- _Task brief_: Each line below should be written out exactly, with none skipped.

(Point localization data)
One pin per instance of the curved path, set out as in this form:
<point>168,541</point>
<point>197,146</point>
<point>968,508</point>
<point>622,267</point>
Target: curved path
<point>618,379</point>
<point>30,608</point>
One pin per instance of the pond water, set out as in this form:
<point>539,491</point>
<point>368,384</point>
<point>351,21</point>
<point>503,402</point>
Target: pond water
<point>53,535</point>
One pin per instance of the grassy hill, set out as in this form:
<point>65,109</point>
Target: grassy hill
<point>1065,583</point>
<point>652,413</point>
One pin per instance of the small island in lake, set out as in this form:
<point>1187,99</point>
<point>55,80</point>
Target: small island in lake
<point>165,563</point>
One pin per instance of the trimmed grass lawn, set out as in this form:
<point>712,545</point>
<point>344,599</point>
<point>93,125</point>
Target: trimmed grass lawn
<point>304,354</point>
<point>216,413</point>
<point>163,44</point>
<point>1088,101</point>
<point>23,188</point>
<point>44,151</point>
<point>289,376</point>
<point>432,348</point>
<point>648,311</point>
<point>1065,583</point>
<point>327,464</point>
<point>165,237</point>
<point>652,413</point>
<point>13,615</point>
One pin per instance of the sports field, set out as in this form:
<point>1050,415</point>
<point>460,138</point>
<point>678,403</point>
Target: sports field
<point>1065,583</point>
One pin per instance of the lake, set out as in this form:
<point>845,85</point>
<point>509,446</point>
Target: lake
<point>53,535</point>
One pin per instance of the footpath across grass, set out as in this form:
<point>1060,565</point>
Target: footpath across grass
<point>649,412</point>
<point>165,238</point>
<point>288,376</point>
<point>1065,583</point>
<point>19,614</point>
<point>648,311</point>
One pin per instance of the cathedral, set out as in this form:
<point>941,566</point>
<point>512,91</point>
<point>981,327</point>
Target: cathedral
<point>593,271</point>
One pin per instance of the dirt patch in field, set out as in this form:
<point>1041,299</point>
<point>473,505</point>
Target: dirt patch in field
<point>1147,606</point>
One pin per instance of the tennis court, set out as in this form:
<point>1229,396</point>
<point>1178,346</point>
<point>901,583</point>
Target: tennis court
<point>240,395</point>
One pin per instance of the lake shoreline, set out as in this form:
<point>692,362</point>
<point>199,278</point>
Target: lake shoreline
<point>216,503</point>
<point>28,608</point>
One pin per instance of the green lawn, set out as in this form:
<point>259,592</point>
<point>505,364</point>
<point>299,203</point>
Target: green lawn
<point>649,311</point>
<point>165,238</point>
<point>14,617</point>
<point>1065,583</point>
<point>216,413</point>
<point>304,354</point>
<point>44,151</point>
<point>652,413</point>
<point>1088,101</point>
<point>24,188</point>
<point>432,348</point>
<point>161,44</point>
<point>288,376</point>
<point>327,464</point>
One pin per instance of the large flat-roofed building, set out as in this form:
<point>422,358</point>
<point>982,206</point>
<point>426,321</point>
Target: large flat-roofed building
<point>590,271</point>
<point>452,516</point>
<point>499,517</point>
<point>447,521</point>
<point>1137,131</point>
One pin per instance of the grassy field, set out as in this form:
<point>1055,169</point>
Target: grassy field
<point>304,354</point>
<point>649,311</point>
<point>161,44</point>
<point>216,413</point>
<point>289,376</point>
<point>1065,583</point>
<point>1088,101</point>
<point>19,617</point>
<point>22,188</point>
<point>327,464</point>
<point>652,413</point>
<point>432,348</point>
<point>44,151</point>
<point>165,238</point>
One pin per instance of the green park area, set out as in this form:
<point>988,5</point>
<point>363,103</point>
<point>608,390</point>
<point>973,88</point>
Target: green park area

- _Response_:
One pin per instance of the curved path, set out as in this form:
<point>168,541</point>
<point>197,146</point>
<point>968,508</point>
<point>622,267</point>
Target: curved path
<point>618,379</point>
<point>30,608</point>
One pin per instance of the pond water, set out as in this form:
<point>539,491</point>
<point>368,384</point>
<point>351,21</point>
<point>503,402</point>
Target: pond water
<point>53,535</point>
One pin per instance of the grassy hill, set out as in this form:
<point>65,109</point>
Target: grassy hill
<point>1065,583</point>
<point>652,413</point>
One pin per instance of the small island in lake, set out as in this form:
<point>1187,99</point>
<point>55,80</point>
Target: small island in lake
<point>165,563</point>
One pin per instance of the trimmed grass lawn, set out as in this form:
<point>712,545</point>
<point>344,599</point>
<point>93,125</point>
Target: trimmed grass lawn
<point>304,354</point>
<point>216,413</point>
<point>163,44</point>
<point>1088,101</point>
<point>23,188</point>
<point>44,151</point>
<point>289,376</point>
<point>432,348</point>
<point>648,311</point>
<point>1065,583</point>
<point>327,464</point>
<point>165,237</point>
<point>652,413</point>
<point>13,615</point>
One pin per instance of the sports field, set out as in this form:
<point>1050,415</point>
<point>460,138</point>
<point>678,403</point>
Target: sports field
<point>1065,583</point>
One pin per instance of the lake, set out as in this form:
<point>845,85</point>
<point>509,446</point>
Target: lake
<point>53,535</point>
One pin per instance of the footpath across grass, set out as in this form:
<point>1060,565</point>
Target: footpath across grass
<point>649,412</point>
<point>165,238</point>
<point>288,376</point>
<point>1065,583</point>
<point>19,614</point>
<point>648,311</point>
One pin per instance of the cathedral, set out as in this form:
<point>941,566</point>
<point>512,91</point>
<point>981,327</point>
Target: cathedral
<point>593,271</point>
One pin per instance of the dirt patch in field, set out as in this form:
<point>1041,299</point>
<point>473,505</point>
Target: dirt patch in field
<point>1147,606</point>
One pin per instance of the tennis court, set out as in this form:
<point>1229,396</point>
<point>1178,346</point>
<point>901,583</point>
Target: tennis court
<point>240,395</point>
One pin per instance of the lake shoreline, set out as in this form:
<point>692,362</point>
<point>199,278</point>
Target: lake shoreline
<point>216,503</point>
<point>28,608</point>
One pin per instance of the green lawn, set out as in this form:
<point>259,592</point>
<point>505,364</point>
<point>299,203</point>
Target: green lawn
<point>649,311</point>
<point>165,238</point>
<point>14,617</point>
<point>1065,583</point>
<point>216,413</point>
<point>304,354</point>
<point>44,151</point>
<point>652,413</point>
<point>1088,101</point>
<point>24,188</point>
<point>432,348</point>
<point>161,44</point>
<point>288,376</point>
<point>327,464</point>
One pin per instance of the large flat-roofed building, set out as in this form:
<point>422,358</point>
<point>982,206</point>
<point>426,321</point>
Target: large flat-roofed building
<point>590,271</point>
<point>452,516</point>
<point>499,517</point>
<point>447,521</point>
<point>1137,131</point>
One pin per instance of the grassy field, set out as in this form:
<point>1055,169</point>
Target: grassy field
<point>304,354</point>
<point>649,311</point>
<point>161,44</point>
<point>216,413</point>
<point>289,376</point>
<point>1065,583</point>
<point>1088,101</point>
<point>19,617</point>
<point>22,188</point>
<point>327,464</point>
<point>652,413</point>
<point>432,348</point>
<point>44,151</point>
<point>165,238</point>
One pin per instance of the green park area, set out as in this form:
<point>988,5</point>
<point>363,103</point>
<point>608,390</point>
<point>973,88</point>
Target: green park area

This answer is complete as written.